Texte:
___

Un lac de montagne. Un bac à glace dans un réfrigérateur. La banquise arctique. Dans tous les cas, l’eau gèle par le dessus. Pour le lac de montagne, la couche de glace est peu épaisse, et d’ailleurs le manteau neigeux contribue à isoler l’eau en dessous de l’air froid qui se trouve au-dessus. La conséquence – ce n’est évidemment pas un détail – c’est que les poissons et la vie peuvent continuer à se développer jusqu’au printemps prochain, comme sous la banquise ! Quant au bac à glace, chacun en a fait l’expérience désagréable en le retirant un jour du frigo avant que les glaçons ne soient complètement formés : on croit qu’ils le sont – car le dessus est gelé – et en essayant de retirer un glaçon on brise la fine couche de glace. Non seulement l’eau vous saute à la figure, mais votre rafraîchissement est raté.
Mais pourquoi l’eau gèle-t-elle par le dessus ?
Pour la plupart des substances, la phase solide est plus dense que la phase liquide. Une image microscopique simple permet de comprendre pourquoi il en est ainsi. Une phase liquide est un peu comme un empilement de billes (les molécules) secouées par l’agitation thermique. Plus la température est élevée, plus les billes se bousculent les unes les autres, elles échangent leur position en permanence (un liquide coule), et leur distance moyenne augmente : la densité du liquide diminue.
À l’inverse, lorsque la température diminue, l’agitation diminue, la distance moyenne des molécules diminue et la densité du liquide augmente. Comme la température n’est jamais parfaitement homogène dans le liquide, la partie la plus froide, plus dense, se trouve au fond du récipient, et c’est là que le solide va se former. La solidification advient lorsque l’agitation ne leur permet plus d’échanger leur position, et au zéro absolu (-273,15 °C), l’agitation thermique cesse complètement.
Mais dans le cas de l’eau, l’évolution est différente : en dessous de 4 °C, on constate qu’au lieu de se contracter, l’eau se dilate. Étant moins dense, elle monte – par poussée d’Archimède – et reste à la surface, si bien que c’est là que la glace va commencer à se former – et y rester, comme le font les icebergs en mer ou le glaçon dans le verre de whisky… Mais pourquoi cette anomalie ? Pour le comprendre, il nous faut plonger dans le monde quantique.

___

Données fournies:

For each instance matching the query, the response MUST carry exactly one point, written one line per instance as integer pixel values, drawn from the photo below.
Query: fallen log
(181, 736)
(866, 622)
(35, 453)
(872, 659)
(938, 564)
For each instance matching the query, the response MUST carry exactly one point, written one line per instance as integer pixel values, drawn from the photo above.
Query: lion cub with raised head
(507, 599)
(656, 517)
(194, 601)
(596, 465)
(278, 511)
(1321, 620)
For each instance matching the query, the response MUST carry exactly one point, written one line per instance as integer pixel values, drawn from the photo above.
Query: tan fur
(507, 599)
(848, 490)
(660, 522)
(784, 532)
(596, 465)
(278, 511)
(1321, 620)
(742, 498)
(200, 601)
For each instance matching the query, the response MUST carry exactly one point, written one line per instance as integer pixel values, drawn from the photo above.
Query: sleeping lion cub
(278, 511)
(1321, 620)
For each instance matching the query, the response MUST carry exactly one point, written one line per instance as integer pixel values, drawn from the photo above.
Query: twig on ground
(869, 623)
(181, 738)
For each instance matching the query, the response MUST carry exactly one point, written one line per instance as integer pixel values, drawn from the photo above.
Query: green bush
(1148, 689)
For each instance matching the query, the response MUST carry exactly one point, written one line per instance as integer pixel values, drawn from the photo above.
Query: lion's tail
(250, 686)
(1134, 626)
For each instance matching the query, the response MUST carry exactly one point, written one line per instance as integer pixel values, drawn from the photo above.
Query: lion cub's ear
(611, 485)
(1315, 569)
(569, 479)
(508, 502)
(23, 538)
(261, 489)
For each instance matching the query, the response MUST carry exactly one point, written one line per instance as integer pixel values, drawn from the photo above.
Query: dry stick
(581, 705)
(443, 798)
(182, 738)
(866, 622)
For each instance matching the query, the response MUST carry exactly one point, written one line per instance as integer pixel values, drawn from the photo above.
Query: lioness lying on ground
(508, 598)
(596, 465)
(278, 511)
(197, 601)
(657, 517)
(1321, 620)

___

Énoncé 1: Recopiez fidèlement le passage du texte qui va de "Un lac de montagne." jusqu'à "rafraîchissement est raté.".
Énoncé 2: Dans le texte, relevez les situations présentées dès les premières lignes comme des cas où l'eau gèle par le dessus.

Corrigé détaillé 1:
Un lac de montagne. Un bac à glace dans un réfrigérateur. La banquise arctique. Dans tous les cas, l’eau gèle par le dessus. Pour le lac de montagne, la couche de glace est peu épaisse, et d’ailleurs le manteau neigeux contribue à isoler l’eau en dessous de l’air froid qui se trouve au-dessus. La conséquence – ce n’est évidemment pas un détail – c’est que les poissons et la vie peuvent continuer à se développer jusqu’au printemps prochain, comme sous la banquise ! Quant au bac à glace, chacun en a fait l’expérience désagréable en le retirant un jour du frigo avant que les glaçons ne soient complètement formés : on croit qu’ils le sont – car le dessus est gelé – et en essayant de retirer un glaçon on brise la fine couche de glace. Non seulement l’eau vous saute à la figure, mais votre rafraîchissement est raté.

Corrigé détaillé 2:
- Un lac de montagne
- Un bac à glace dans un réfrigérateur
- La banquise arctique